TRAVAIL DEMANDÉ:
[A] Dressez la liste des victimes de Bérenger citées dans le texte sur le marché couvert de la rue du Château d'eau.
[B] D'après le texte sur le marché couvert de la rue du Château d'eau, répondez brièvement aux questions suivantes :
(i) À l'angle de quelle rue le narrateur habitait-il ?
(ii) En quelle année les faits se sont-ils produits ?
(iii) Quel était le passé de Bérenger ?
[C] Poursuivez le texte sur le marché couvert de la rue du Château d'eau à partir de sa dernière phrase.

PASSAGE DU TEXTE:
☆ ☆ ☆ ☆
Bérenger - un blase pareil, ça ne s'invente pas - tenait son étal au marché couvert, rue du Château d'eau, dans le Xème arrondissement de Paris. A cette époque, j'habitais à quelques encablures , à l'angle de la rue Taylor, et j'avais au marché l'habitude de faire régulièrement mes courses de bouche. En 2005, ce garçon au physique un peu rond, au passé d'ancien marin, a, dans son arrière-boutique, découpé en morceaux son employée, le fils de celle-ci et son petit chien. L'histoire est évidemment affreuse et tragique, mais les circonstances n'ont cessé, par leur caractère grand-guignolesque, d'une certaine façon de m'étonner, et sa narration a parfois suscité chez certains de mes auditeurs un sourire incrédule et parfois amusé.
☆ ☆ ☆ ☆
JEU D'ENREGISTREMENTS:

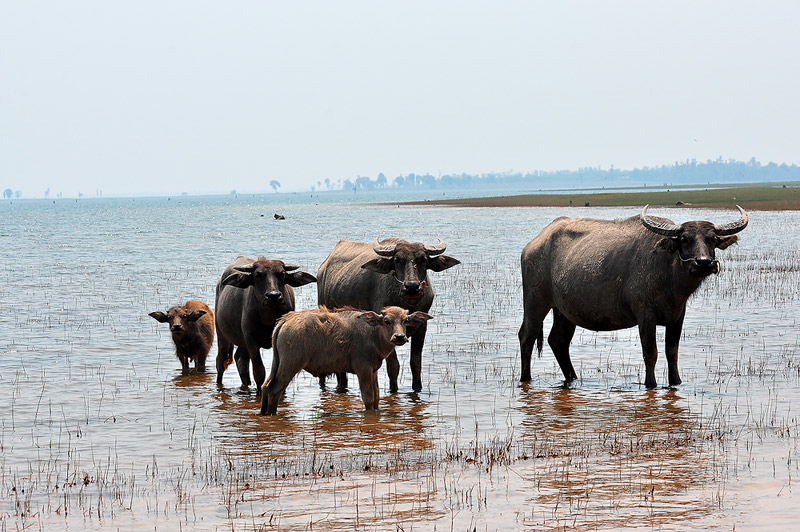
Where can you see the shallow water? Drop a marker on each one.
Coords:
(100, 430)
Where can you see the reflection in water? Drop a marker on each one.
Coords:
(609, 459)
(98, 432)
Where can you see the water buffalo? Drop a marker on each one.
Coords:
(609, 275)
(374, 276)
(192, 328)
(347, 340)
(252, 295)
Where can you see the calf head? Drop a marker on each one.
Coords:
(394, 322)
(695, 242)
(409, 264)
(179, 318)
(269, 279)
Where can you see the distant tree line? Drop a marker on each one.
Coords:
(680, 173)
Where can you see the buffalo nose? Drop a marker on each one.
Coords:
(411, 286)
(704, 262)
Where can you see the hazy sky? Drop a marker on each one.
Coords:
(164, 97)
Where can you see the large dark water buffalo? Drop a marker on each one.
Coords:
(323, 342)
(252, 295)
(609, 275)
(392, 272)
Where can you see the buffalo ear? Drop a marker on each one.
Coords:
(419, 317)
(299, 279)
(379, 265)
(195, 315)
(668, 244)
(159, 316)
(442, 262)
(725, 241)
(239, 279)
(371, 317)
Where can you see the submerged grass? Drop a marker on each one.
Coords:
(101, 431)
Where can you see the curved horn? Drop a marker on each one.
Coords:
(435, 250)
(249, 268)
(383, 251)
(732, 227)
(661, 228)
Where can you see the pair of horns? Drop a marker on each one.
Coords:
(250, 268)
(670, 229)
(388, 251)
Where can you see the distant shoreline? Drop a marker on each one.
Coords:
(764, 198)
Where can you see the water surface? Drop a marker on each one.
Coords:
(100, 430)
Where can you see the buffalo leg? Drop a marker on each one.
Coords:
(242, 358)
(280, 376)
(200, 362)
(647, 335)
(559, 338)
(530, 332)
(393, 370)
(259, 372)
(671, 338)
(368, 382)
(417, 341)
(224, 356)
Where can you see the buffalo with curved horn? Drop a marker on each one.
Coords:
(391, 272)
(252, 294)
(609, 275)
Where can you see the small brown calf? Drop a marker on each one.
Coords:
(192, 328)
(324, 342)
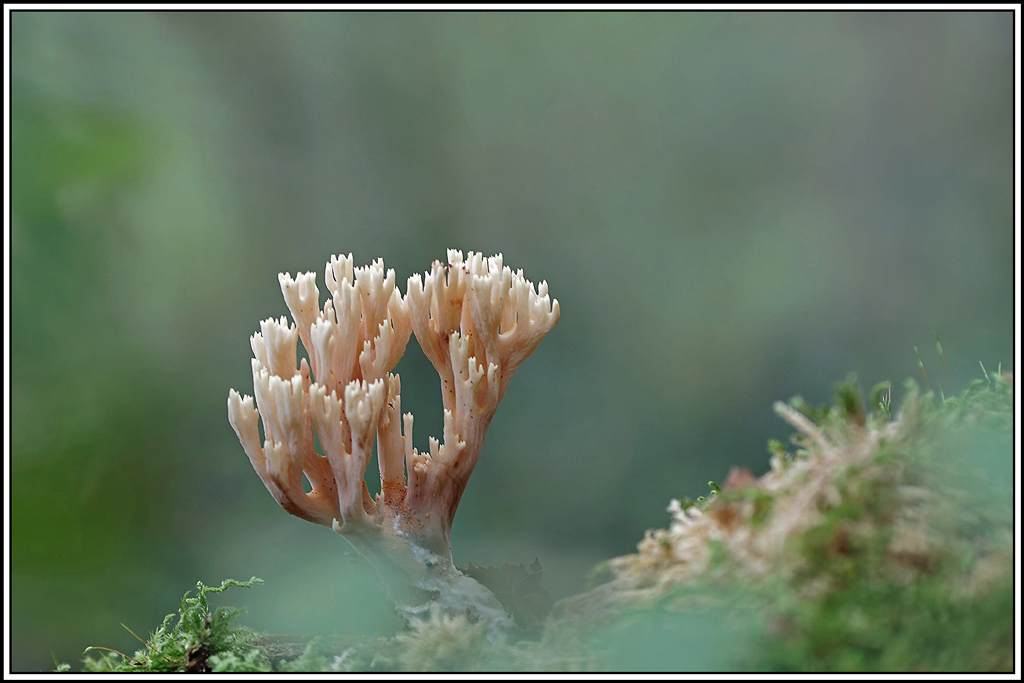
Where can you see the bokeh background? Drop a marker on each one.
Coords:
(730, 208)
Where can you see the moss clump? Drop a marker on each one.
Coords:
(200, 641)
(877, 545)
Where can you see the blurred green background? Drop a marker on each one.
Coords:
(730, 208)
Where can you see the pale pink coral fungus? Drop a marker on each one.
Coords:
(475, 319)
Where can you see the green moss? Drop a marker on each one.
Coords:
(199, 641)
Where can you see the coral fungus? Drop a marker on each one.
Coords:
(475, 319)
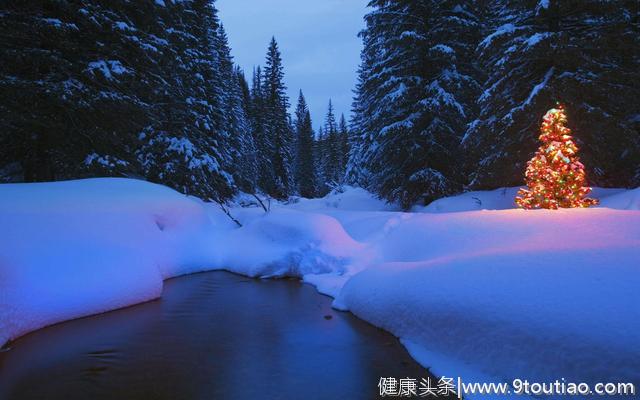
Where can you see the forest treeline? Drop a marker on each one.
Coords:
☆ ☆ ☆ ☆
RÉPONSES PAR CONSIGNE:
[A] son employée ; le fils de celle-ci ; son petit chien

[B]
(i) La rue Taylor.
(ii) En 2005.
(iii) C'était un ancien marin.

[C]
Tout le quartier s'était longuement apitoyé sur la tristesse de cet homme qui, en cette fin d'hiver, justifiait auprès de tous ses clients sa mine triste et fatiguée par le fait qu'un jour elle s'en était allée sans laisser d'adresse... On sentait bien pourtant, à son récit, qu'il ne pleurait pas seulement l'employée partie.

En effet, Christelle - c'était le prénom de cette jeune femme de 26 ans qui, depuis un an, travaillait à ses côtés - l'avait rendu, lui le père de famille marié depuis 20 ans, complètement dingue d'amour.

Je n'ai rien vu, rien compris, rien su... et il m'est arrivé même de partager un café avec ce charcutier affable et apprécié des autres commerçants que je trouvais fort déprimé et touchant depuis le très soudain et inexpliqué départ de sa vendeuse...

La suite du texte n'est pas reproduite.